In ehemaligen Kasernen will die griechische Regierung landesweit 30 bis 50 solche Lager einrichten, jeweils für rund 1000 Flüchtlinge. In den Lagern sollen sie auf ihre Abschiebung in die Heimatländer warten. "Keine Konzentrationslager, kein Rassismus" rufen Demonstranten der linken Szene in Athen. Sie werfen der Regierung vor, kurz vor der Wahl Härte gegen Ausländer zu zeigen und diese somit zum Sündenbock für die Probleme Griechenlands zu machen.

"Es gibt keine Arbeit, keine Wohnung und kein Essen"

Die griechische Verwaltung ist mit dem Flüchtlingsproblem völlig überfordert. Schätzungen gehen davon aus, dass rund eine Million Flüchtlinge in Griechenland leben, bei einer Gesamtbevölkerung von gut elf Millionen Menschen. Die meisten der Flüchtlinge stammen aus Afrika oder Asien und sind über die grüne Grenze von der Türkei her ins Land gekommen.

## Aufgabe A
Entnimm dem Auszug über Flüchtlingslager in Griechenland wortgetreu den Abschnitt, der mit den Worten „Die griechische Verwaltung“ beginnt und nach den Worten „ins Land gekommen.“ endet.

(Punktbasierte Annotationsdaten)
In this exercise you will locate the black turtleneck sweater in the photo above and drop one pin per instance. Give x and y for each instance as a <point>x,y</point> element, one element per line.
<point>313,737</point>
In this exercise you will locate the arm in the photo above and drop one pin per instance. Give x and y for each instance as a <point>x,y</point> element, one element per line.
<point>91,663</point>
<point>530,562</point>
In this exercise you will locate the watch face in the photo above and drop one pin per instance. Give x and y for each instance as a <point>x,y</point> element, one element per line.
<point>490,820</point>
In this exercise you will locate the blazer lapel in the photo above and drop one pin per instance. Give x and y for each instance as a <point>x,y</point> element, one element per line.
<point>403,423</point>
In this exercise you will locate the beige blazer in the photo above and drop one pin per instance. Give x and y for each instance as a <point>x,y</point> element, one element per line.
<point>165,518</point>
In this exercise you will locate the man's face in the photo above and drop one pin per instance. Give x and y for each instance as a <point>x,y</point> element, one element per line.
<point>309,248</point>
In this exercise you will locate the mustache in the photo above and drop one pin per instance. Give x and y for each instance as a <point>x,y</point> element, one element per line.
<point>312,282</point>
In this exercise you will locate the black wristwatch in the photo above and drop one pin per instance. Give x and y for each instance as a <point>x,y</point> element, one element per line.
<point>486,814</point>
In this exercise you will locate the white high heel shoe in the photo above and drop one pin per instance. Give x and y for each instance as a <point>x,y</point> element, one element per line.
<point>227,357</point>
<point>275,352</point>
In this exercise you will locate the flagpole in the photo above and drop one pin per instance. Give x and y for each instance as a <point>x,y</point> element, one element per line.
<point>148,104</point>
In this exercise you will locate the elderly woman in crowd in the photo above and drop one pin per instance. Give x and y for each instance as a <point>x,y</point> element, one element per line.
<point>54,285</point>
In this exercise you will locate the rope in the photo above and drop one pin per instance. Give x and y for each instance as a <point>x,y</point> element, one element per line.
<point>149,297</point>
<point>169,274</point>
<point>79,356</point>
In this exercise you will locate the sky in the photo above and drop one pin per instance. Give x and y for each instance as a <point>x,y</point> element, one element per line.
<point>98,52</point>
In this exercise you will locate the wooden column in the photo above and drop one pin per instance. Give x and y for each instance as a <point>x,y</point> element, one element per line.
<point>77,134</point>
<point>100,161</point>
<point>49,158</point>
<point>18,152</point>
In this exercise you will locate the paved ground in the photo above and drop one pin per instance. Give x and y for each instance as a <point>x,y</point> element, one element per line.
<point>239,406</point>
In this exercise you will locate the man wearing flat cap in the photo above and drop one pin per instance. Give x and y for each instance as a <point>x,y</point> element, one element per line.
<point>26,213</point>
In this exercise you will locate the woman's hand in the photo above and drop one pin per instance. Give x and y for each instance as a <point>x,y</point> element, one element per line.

## Aufgabe B
Multipliziere in den Zeilen nach dem Textauszug jede Koordinate in den Antworten mit 1,45 und runde auf ganze Zahlen, wobei Hälften aufgerundet werden. Gib dabei nur die Zeilen von der Zeile mit „In this exercise you will locate the elderly“ bis einschließlich der letzten Zeile vollständig wieder, die Anweisungszeilen unverändert eingeschlossen.

## Musterlösung A
Die griechische Verwaltung ist mit dem Flüchtlingsproblem völlig überfordert. Schätzungen gehen davon aus, dass rund eine Million Flüchtlinge in Griechenland leben, bei einer Gesamtbevölkerung von gut elf Millionen Menschen. Die meisten der Flüchtlinge stammen aus Afrika oder Asien und sind über die grüne Grenze von der Türkei her ins Land gekommen.

## Musterlösung B
In this exercise you will locate the elderly woman in crowd in the photo above and drop one pin per instance. Give x and y for each instance as a <point>x,y</point> element, one element per line.
<point>78,413</point>
In this exercise you will locate the rope in the photo above and drop one pin per instance. Give x and y for each instance as a <point>x,y</point> element, one element per line.
<point>216,431</point>
<point>245,397</point>
<point>115,516</point>
In this exercise you will locate the sky in the photo above and drop one pin per instance. Give x and y for each instance as a <point>x,y</point> element, one element per line.
<point>142,75</point>
In this exercise you will locate the wooden column in the photo above and drop one pin per instance. Give x and y for each instance as a <point>x,y</point> element, one element per line.
<point>112,194</point>
<point>145,233</point>
<point>71,229</point>
<point>26,220</point>
In this exercise you will locate the paved ground in the photo above and drop one pin per instance. Give x and y for each instance as a <point>x,y</point> element, one element per line.
<point>347,589</point>
In this exercise you will locate the man wearing flat cap in the photo above and drop one pin per instance. Give x and y for each instance as a <point>x,y</point> element, one element per line.
<point>38,309</point>
In this exercise you will locate the woman's hand in the photo above and drop one pin per instance. Give x and y for each instance as a <point>x,y</point> element, one element per line.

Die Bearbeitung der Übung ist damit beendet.